_Extract_
With technology evolving in so many different directions, it has becoming increasingly hard to keep track of the siloed job roles that companies keep throwing out there in employment postings. Gone are the days of the jack-of-all trades "IT expert" and here to stay are the specific roles and job descriptions that have replace him (or her).
Software development and design is getting faster and more complex the further that we progress. This is pushing business teams past their bounds and frustrating IT operations teams more than ever before. DevOps, where this role sits, gained popularity in order to combat siloed workflows, decreased collaboration, a lack of visibility.
While establishing a 'culture of DevOps' has helped teams collaborate better and deliver reliable software faster, DevOps teams don't necessarily have someone specifically dedicated to developing systems that increase site reliability and performance. That is where a site reliability engineer (SRE) comes into the picture.
What's in a name?

_Entries for bounding box annotation_
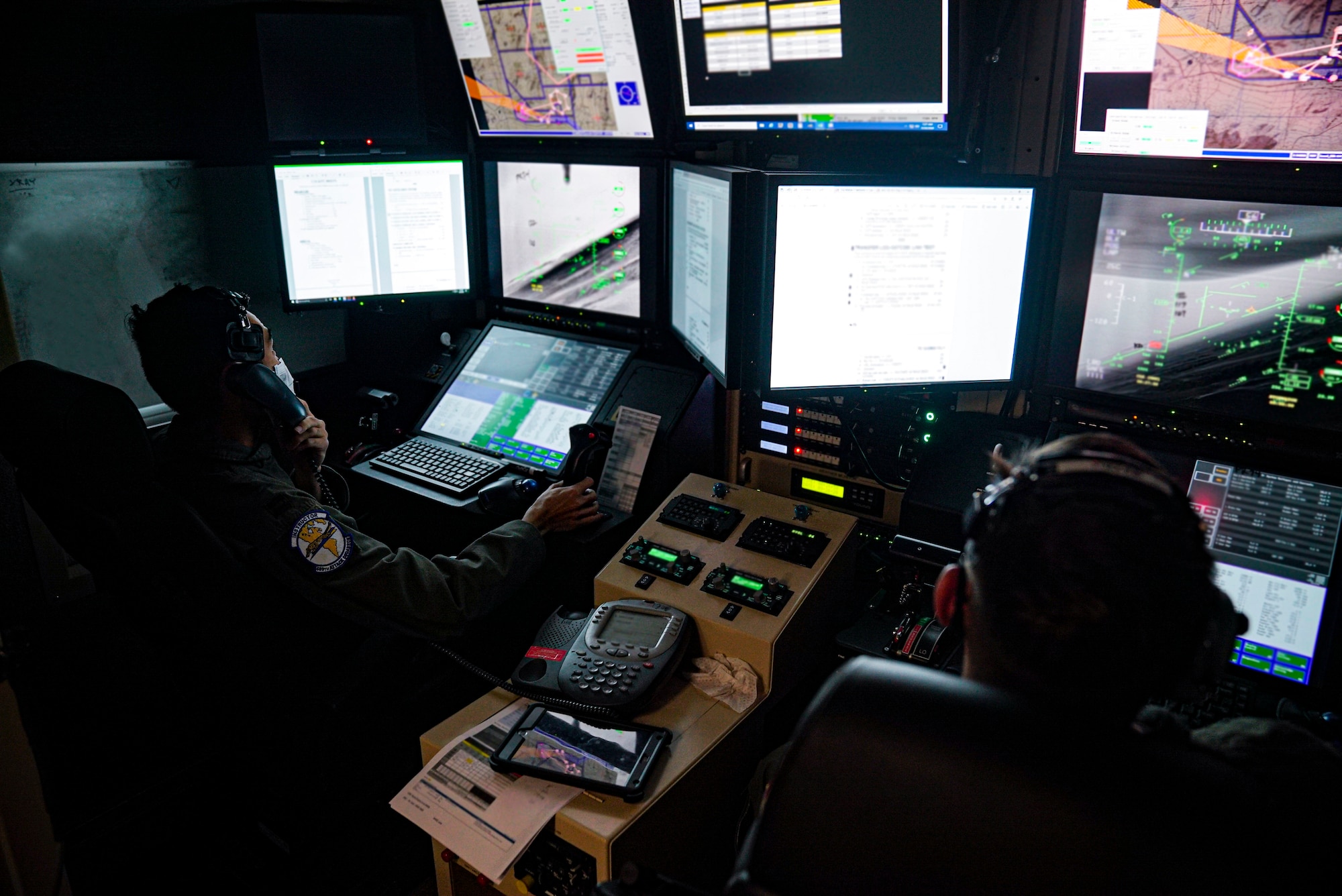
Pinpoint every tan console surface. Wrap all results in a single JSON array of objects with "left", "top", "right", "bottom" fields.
[
  {"left": 596, "top": 475, "right": 858, "bottom": 689},
  {"left": 420, "top": 475, "right": 858, "bottom": 895}
]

_What the task asks_
Transcribe the full text on the site reliability engineer role, word for word. None of the data has any bearing here.

_Result_
With technology evolving in so many different directions, it has becoming increasingly hard to keep track of the siloed job roles that companies keep throwing out there in employment postings. Gone are the days of the jack-of-all trades "IT expert" and here to stay are the specific roles and job descriptions that have replace him (or her).
Software development and design is getting faster and more complex the further that we progress. This is pushing business teams past their bounds and frustrating IT operations teams more than ever before. DevOps, where this role sits, gained popularity in order to combat siloed workflows, decreased collaboration, a lack of visibility.
While establishing a 'culture of DevOps' has helped teams collaborate better and deliver reliable software faster, DevOps teams don't necessarily have someone specifically dedicated to developing systems that increase site reliability and performance. That is where a site reliability engineer (SRE) comes into the picture.
What's in a name?